Tasks to complete:
[1] In the forum post on language performance, swap "tradeoff" for "compromise" and write out the passage from "It's a tradeoff" up to and including "goals also shift.".
[2] Condense the paragraph beginning "More flexible languages are often" from the forum post on language performance, keeping its main facts.
[3] Write the next part of the forum post on language performance, picking up after its final sentence.

Selected extract:

## Begin

With regards to JS, the performance improvements did actually happen...


> I don't get why it seems like languages are designed for convenience then later down the road billions of hours are spent trying to get better performance.

It's a tradeoff - what are you trying to accomplish, and what would you rather spend your time doing?

More flexible languages are often also more expressive and have better tooling (e.g. for a CRUD app it's hard to find something nicer than Django / Rails), but tend to be slower. The other end of the spectrum is more performance-oriented languages where everything is way more verbose, and has low expressiveness, there's a lot of boilerplate, writing any code that does something relatively simple is more onerous. So depending on what phase of development you're in and what you're doing, the "obvious" choice can be different. And as companies grow and mature, those goals also shift.

Granted, that gap is closing with compiled / systems languages getting more and more expressive (Rust, Nim, Go?, C++11/17?), but it's also closing with scripting languages getting faster (very blanket statements here).

The fact that python, and some Java, but decidedly not C++, is the de-facto standard tool for the scientist these days should give you pause. Machine learning, gpu computing stuff, large scale data processing with spark - you can all do it with python. Sure, it's all C and Fortran and Java behind the scenes, but who cares? No one wants to bother with that if they can avoid it. They just need to get their job done.

Another example, more towards your requests per second example, is Japronto (https://medium.freecodecamp.com/million-requests-per-second-...) - turns out if you take time to optimize the event handling and the http parsing, suddenly you're back in the ballpark of compiled languages. Sure, other bits of code are going to then become the bottleneck, but those can be made faster too.

The "high level developer interface + compiled and optimized internals" combo is just very hard to beat, because it's always going to be good enough where it counts.

Also, performance improvements for a language or specific libraries is something that can be done as a centralized effort by experienced and knowledgeable people on that specific subject. Chances are most people aren't going to write a matrix multiplication operation that'll beat BLAS stuff, so why bother unless you have an extremely good reason? This is much more efficient and happens "for free" from the point of view of the end-user developers (also computers are getting cheaper and faster, also for free). So why bother?

## End

Dataset records:

## Begin

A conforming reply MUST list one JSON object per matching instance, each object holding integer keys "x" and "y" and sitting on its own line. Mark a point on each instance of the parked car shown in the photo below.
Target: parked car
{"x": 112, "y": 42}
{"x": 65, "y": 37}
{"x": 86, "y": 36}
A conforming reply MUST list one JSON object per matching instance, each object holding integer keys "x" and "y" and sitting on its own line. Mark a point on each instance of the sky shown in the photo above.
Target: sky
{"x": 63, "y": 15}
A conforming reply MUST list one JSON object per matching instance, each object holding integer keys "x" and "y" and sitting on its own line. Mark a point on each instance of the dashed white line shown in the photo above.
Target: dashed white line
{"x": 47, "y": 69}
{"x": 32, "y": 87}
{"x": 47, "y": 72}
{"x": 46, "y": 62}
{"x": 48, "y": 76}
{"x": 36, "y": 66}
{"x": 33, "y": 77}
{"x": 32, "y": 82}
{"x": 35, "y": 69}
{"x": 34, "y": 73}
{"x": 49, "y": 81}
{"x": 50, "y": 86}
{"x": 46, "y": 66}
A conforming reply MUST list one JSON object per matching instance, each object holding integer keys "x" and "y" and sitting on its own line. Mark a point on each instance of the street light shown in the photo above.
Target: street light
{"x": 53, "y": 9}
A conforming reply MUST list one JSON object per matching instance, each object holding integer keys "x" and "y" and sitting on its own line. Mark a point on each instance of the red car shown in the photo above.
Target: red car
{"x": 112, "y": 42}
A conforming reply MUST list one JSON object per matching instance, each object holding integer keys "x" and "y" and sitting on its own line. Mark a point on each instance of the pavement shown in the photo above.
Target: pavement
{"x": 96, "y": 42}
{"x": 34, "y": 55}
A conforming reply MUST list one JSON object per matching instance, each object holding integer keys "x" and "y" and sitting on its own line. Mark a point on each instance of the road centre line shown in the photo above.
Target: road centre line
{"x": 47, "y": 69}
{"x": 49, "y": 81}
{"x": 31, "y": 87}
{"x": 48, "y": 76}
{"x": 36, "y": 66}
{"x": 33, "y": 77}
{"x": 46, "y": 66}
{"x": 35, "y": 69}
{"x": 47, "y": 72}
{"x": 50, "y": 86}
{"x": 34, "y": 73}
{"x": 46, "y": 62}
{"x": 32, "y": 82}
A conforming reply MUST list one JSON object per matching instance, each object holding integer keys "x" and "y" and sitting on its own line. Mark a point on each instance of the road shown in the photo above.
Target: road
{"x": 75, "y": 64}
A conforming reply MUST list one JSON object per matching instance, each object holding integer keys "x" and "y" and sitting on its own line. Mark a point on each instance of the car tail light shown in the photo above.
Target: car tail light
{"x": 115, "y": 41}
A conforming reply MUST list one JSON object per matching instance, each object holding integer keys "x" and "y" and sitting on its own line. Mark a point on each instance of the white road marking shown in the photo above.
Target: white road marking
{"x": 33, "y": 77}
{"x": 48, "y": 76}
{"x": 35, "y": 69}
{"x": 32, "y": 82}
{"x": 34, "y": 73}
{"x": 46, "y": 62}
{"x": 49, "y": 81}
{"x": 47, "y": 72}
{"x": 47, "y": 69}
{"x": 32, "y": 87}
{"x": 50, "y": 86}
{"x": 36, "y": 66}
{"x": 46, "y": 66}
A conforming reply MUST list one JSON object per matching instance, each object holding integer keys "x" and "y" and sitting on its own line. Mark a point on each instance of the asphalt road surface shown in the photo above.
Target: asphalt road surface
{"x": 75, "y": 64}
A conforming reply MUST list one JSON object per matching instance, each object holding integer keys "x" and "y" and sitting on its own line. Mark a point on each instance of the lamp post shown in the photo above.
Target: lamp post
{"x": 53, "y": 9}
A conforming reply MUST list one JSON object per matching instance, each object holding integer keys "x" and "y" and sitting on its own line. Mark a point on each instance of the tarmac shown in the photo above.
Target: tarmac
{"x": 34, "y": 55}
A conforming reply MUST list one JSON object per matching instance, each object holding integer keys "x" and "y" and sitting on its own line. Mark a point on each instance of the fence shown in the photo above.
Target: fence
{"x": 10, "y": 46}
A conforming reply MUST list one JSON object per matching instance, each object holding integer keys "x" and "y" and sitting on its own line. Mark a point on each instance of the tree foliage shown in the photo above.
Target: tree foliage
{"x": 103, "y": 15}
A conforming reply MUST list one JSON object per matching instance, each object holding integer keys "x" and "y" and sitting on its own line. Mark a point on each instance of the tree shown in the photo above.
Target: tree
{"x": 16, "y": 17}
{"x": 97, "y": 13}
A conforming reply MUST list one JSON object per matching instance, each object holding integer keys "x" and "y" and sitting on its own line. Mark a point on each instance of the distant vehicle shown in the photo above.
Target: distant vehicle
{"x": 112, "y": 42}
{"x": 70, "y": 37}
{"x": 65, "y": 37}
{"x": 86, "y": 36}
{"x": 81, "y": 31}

## End

Solved tasks:
[1]
It's a compromise - what are you trying to accomplish, and what would you rather spend your time doing?

More flexible languages are often also more expressive and have better tooling (e.g. for a CRUD app it's hard to find something nicer than Django / Rails), but tend to be slower. The other end of the spectrum is more performance-oriented languages where everything is way more verbose, and has low expressiveness, there's a lot of boilerplate, writing any code that does something relatively simple is more onerous. So depending on what phase of development you're in and what you're doing, the "obvious" choice can be different. And as companies grow and mature, those goals also shift.

[2] Flexible languages tend to be more expressive and have better tooling (for a CRUD app, Django or Rails are hard to beat), but they are usually slower. Performance-oriented languages are more verbose and less expressive, with a lot of boilerplate, so even relatively simple code is more onerous to write. The obvious choice therefore depends on the phase of development and the task at hand. Those goals also shift as companies grow and mature.

[3]
I think Facebook / HHVM / PHP was sort of the boundary of how far this can go, but I think it's a testament to it rather than against it. Granted, not every company is Facebook, but like I said, the gap is closing too. But I think more dynamic languages are always going to become "fast enough" faster than more static languages becoming more expressive and nimble, and will often beat the latter in available tooling (I remember "package management" and build tools in C++, ugh.)


Your comment is lucid and makes good sense.

Why readers are downvoting it shall remain a mystery.


One other key takeaway from the comments on Kevin's blog:

"Hi John, I share some of your disappointment in the outcome [ed: Dropbox switching hot Python paths to Go], but at the end of the day I’m an engineer because I want to make an impact as opposed to just working on interesting problems, and I think the Pyston decision reflects that [ed: the cost-benefit of future time invested vs amount of speedup we might gain is not good]. I think there are some other areas of Python performance that are very important, perhaps in the numerical computing space, and I’m currently taking a look at that. Who knows how this will all work out!"

One personal comment: I still think that with two dedicated full-time engineers with the experience the Pyston guys have, some syntax tweaks could be proposed that make python more efficient. That would require working with the Python core team, which is sort of a bear given the amount of effort and time required for PEP 3118 and PEP 523. Which gets back to the question of making an impact.


I'd be curious if someone could share some examples. My poor understanding of Kevin's claim is that, essentially, python is too dynamic, particularly in the core library. It seems like the approach to that is devirtualization, perhaps something along the lines of Julia. But Kevin also points out that using llvm was a failure for the pyston project.

If anyone fills in some of the blanks, thank you in advance.


Michael Kennedy mentioned on podcast that Dropbox is considering Python 3 with type hints. Pyston is Python 2 only and considerable effort would take to make it work for Python 3.

PyPy is not that bad as they describe it in incentives to start Pyston. PyPy now has cpyext and Python 3.5 support is funded by Mozilla.

Another reason is pluggable JIT to CPython such as Pyjion. This is already possible in Python 3.6.

Currently you can use Cython for hot spots in your CPython apps and even release GIL.


"the [speed] difficulties come from Python's extremely rich object model, not from anything about its dynamic scopes or dynamic types. The problem is that every operation in Python will typically have multiple points at which the user can override the behavior, and these features are used, often very extensively. Some examples are inspecting the locals of a frame after the frame has exited, mutating functions in-place, or even something as banal as overriding isinstance."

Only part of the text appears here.